(Point localization data)
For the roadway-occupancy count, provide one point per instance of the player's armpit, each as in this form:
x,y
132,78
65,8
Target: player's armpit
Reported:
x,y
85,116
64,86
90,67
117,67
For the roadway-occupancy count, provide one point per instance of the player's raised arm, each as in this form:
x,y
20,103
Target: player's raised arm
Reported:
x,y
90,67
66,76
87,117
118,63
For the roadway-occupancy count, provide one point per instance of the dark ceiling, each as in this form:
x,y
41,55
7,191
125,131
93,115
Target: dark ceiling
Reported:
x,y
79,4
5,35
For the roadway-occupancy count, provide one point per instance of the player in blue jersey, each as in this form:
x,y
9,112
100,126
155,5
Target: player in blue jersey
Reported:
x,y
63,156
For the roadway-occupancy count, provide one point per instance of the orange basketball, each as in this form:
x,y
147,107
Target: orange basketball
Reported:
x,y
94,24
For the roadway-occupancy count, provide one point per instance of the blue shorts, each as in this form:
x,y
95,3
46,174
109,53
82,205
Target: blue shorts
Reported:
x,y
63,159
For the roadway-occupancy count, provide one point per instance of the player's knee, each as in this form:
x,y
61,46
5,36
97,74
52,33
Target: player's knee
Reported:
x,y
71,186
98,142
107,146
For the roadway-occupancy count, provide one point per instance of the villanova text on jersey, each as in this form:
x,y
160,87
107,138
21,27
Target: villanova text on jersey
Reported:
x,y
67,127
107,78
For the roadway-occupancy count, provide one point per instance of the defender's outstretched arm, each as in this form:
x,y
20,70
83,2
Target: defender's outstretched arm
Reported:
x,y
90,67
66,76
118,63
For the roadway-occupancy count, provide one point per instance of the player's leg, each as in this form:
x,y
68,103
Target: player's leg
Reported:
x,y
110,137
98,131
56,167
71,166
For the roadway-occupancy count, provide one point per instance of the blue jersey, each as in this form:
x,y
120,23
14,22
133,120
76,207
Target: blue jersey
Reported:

- _Work item_:
Print the first line of the records above and each line after it, exactly, through the line with "Target: player in blue jersey".

- _Answer space_:
For the roadway-occupancy count, provide one point per instance of the player's armpit, each as in this form:
x,y
132,78
65,8
Target: player's armpit
Reported:
x,y
85,116
64,86
90,67
117,67
For the roadway-occupancy count, provide one point per instance of the player's raised arm, each as in this form:
x,y
20,103
Target: player's raised arm
Reported:
x,y
90,67
66,76
87,117
118,63
For the roadway-occupancy count, provide one point per instance of the dark ceiling, each as in this form:
x,y
41,55
7,191
125,131
93,115
Target: dark ceiling
Reported:
x,y
79,4
5,35
For the roadway-occupancy count, provide one point per instance of the player in blue jersey, each as in this form:
x,y
9,112
100,126
155,5
Target: player in blue jersey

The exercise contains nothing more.